■ **THE TASKS**
1 - In the passage on the banking crisis, reproduce word for word the part that begins at the words "Meanwhile, the impact" and stops after the words "will now be.".
2 - According to the passage on the banking crisis, how many jobs are expected to go in finance alone?

■ **PASSAGE GIVEN**
- - -
That followed hard on the heels of the nationalisation of the mortgage giants Freddie Mac and Fannie Mae; the bankruptcy of the country's fourth largest investment bank, Lehman Brothers - corroded by bad debt and bonus-fuelled speculation - and the forced takeover of Merrill Lynch. And a year after the credit crunch triggered the fatal run on Northern Rock, British high street retail banks are being sucked into the crisis: at one point yesterday the country's largest mortgage lender, HBOS, had lost almost 70% of its share value since the start of the week.
Meanwhile, the impact on the real economy is becoming stronger: output in Britain is falling and official unemployment is likely to rise above 2 million next year - the real figure will be significantly higher. More than 100,000 jobs are expected to go in finance alone. The only question is how deep and prolonged the recession will now be.
- - -
■ **DATASET CONTENT**
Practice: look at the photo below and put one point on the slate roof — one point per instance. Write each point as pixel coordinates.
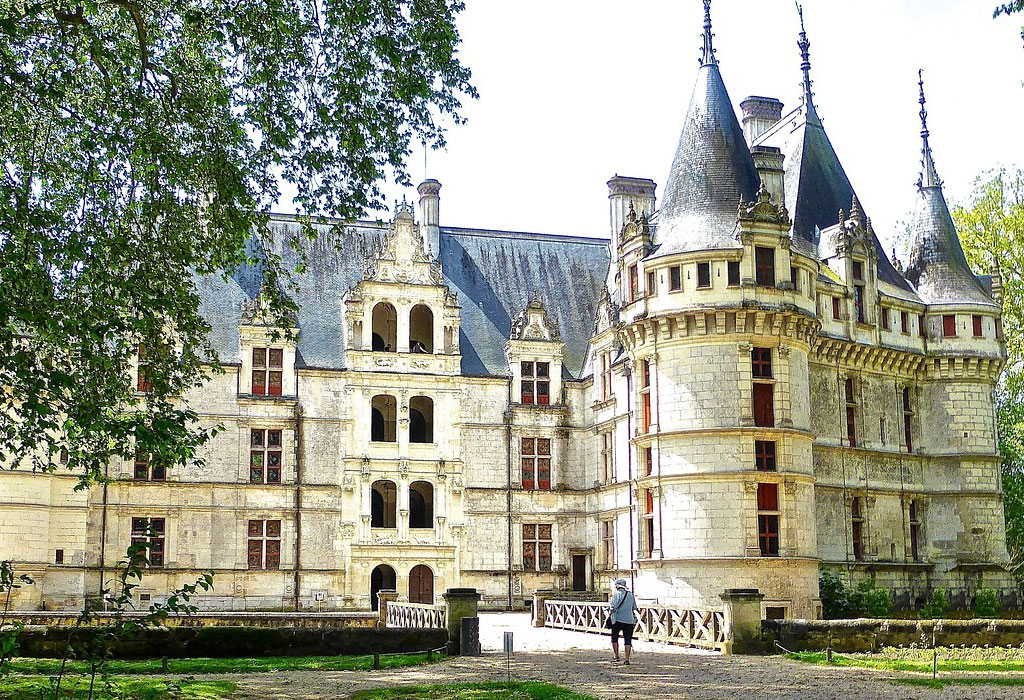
(495, 274)
(710, 173)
- - -
■ **THE RESULTS**
1 -
Meanwhile, the impact on the real economy is becoming stronger: output in Britain is falling and official unemployment is likely to rise above 2 million next year - the real figure will be significantly higher. More than 100,000 jobs are expected to go in finance alone. The only question is how deep and prolonged the recession will now be.

2 - More than 100,000 jobs.